Work order 1 » According to the excerpt provided, how many freedom campers were counted in the district last year?
Work order 2 » Copy out the stretch of the excerpt provided from "Every summer, scores" through "large contributing factor.", word for word.

The testing and monitoring will provide detailed information for water scientists to understand the root causes of the lake’s degeneration. The hope is that it is not too late and that the ORC implement solutions swiftly.
Every summer, scores of campers descend on lay-bys and convenient parking places to freedom camp. It’s great, the opportunity to set up camp in the midst of some of our most spectacular scenery and not be surrounded by other people. Problem is, no people means no facilities. No facilities means people dig holes and leave waste nearby thinking ‘it’s just me, it won’t hurt.’ Multiply that and there’s a real issue. Last year alone, nearly 17,500 freedom campers were counted in the district and ‘freedom defecators’ became a huge problem for council enforcement. More facilities will help the issue but the sheer number of people is a large contributing factor.
Forbes believes that the health of our water ways is a problem with many causes, a systemic issue. High growth and high number of visitors are factors, but only one part of the puzzle. It does increase the challenges though. “The more people we have the more difficult it is to address these problems.”

Image-grounded pointing data
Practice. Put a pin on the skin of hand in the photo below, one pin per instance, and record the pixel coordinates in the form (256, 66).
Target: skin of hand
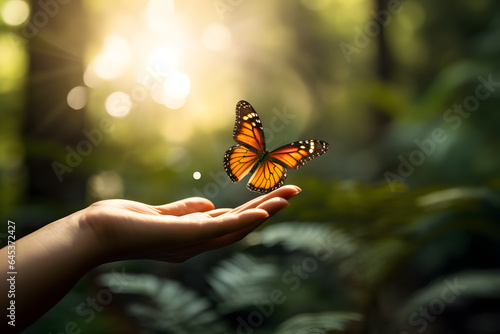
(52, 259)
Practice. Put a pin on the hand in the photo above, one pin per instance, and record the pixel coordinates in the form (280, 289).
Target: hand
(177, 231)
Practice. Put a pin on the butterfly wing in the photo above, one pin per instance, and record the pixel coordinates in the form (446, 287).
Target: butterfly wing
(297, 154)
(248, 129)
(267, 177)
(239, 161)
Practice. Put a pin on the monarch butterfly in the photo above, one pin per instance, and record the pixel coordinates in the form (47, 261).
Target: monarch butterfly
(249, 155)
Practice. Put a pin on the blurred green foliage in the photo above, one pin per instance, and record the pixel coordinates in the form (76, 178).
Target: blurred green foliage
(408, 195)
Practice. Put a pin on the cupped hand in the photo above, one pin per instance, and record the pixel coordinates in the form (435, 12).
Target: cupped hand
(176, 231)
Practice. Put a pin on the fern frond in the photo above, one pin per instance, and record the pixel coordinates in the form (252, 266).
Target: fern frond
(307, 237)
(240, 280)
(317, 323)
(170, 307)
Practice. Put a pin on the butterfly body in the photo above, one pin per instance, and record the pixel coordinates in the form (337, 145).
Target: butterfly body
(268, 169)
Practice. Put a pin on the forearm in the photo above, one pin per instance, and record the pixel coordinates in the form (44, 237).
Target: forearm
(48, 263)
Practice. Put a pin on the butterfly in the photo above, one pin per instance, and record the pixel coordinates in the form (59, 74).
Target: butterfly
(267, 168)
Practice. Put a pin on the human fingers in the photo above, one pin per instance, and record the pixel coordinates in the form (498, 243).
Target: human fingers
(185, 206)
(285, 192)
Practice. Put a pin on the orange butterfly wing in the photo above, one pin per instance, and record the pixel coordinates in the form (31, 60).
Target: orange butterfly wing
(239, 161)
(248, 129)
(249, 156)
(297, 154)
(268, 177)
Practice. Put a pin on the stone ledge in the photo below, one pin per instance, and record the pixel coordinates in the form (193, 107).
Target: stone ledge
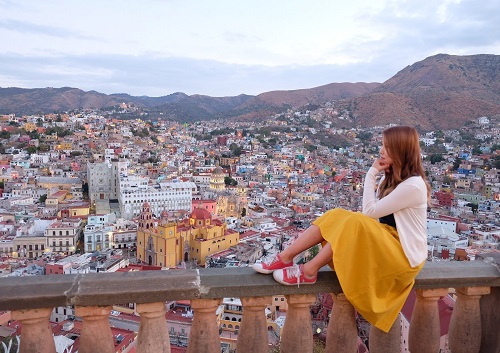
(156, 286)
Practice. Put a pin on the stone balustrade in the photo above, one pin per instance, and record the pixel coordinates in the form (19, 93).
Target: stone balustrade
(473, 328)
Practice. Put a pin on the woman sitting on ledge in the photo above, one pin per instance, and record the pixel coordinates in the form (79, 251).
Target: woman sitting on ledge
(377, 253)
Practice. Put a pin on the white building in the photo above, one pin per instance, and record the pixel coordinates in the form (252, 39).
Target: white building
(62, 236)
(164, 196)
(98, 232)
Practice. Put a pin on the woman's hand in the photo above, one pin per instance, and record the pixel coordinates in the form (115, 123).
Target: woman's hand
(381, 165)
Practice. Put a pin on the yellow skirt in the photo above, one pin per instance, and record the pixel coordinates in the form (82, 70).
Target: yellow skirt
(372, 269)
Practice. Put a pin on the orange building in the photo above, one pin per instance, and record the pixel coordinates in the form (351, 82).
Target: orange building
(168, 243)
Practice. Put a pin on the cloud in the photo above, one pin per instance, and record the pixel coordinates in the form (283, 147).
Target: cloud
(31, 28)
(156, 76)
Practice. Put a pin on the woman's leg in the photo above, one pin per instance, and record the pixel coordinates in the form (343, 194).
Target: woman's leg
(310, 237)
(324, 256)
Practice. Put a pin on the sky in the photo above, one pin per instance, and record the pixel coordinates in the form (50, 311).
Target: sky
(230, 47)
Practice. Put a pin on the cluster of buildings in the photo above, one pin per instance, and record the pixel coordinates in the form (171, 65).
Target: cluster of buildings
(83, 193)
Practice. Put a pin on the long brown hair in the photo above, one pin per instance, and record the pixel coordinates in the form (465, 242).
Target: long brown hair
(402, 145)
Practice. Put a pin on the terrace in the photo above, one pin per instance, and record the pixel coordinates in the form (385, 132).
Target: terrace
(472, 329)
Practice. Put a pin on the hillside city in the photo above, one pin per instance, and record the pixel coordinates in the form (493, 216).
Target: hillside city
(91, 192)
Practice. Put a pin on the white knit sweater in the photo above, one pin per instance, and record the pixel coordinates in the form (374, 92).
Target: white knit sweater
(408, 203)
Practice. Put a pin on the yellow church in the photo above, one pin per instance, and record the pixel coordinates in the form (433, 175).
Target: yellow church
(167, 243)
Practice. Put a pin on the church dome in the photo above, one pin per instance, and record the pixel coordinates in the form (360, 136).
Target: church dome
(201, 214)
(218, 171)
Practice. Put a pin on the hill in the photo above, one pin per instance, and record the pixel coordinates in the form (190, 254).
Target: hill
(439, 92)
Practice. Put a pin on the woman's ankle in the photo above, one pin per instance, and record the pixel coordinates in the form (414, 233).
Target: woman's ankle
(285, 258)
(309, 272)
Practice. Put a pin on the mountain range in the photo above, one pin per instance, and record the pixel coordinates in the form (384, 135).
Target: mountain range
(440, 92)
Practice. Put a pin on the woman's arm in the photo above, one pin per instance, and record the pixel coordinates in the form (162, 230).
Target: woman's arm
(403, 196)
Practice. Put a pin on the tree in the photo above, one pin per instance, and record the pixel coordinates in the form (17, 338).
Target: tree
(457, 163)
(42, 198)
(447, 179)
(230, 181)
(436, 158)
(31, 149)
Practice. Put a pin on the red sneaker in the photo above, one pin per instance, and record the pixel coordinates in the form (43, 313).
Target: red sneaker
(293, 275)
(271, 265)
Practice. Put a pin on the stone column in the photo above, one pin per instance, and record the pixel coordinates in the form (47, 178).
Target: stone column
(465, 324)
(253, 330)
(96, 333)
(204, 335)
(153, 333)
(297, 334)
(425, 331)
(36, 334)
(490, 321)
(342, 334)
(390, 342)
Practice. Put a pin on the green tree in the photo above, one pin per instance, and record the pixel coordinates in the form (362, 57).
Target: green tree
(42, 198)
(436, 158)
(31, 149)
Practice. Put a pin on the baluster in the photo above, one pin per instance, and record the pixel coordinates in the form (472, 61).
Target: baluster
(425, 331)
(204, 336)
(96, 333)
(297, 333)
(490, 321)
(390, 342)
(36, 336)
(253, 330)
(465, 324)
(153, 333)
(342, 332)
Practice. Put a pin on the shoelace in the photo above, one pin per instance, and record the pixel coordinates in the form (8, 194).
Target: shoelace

Task answer 1 » Nearly 17,500.

Task answer 2 »
Every summer, scores of campers descend on lay-bys and convenient parking places to freedom camp. It’s great, the opportunity to set up camp in the midst of some of our most spectacular scenery and not be surrounded by other people. Problem is, no people means no facilities. No facilities means people dig holes and leave waste nearby thinking ‘it’s just me, it won’t hurt.’ Multiply that and there’s a real issue. Last year alone, nearly 17,500 freedom campers were counted in the district and ‘freedom defecators’ became a huge problem for council enforcement. More facilities will help the issue but the sheer number of people is a large contributing factor.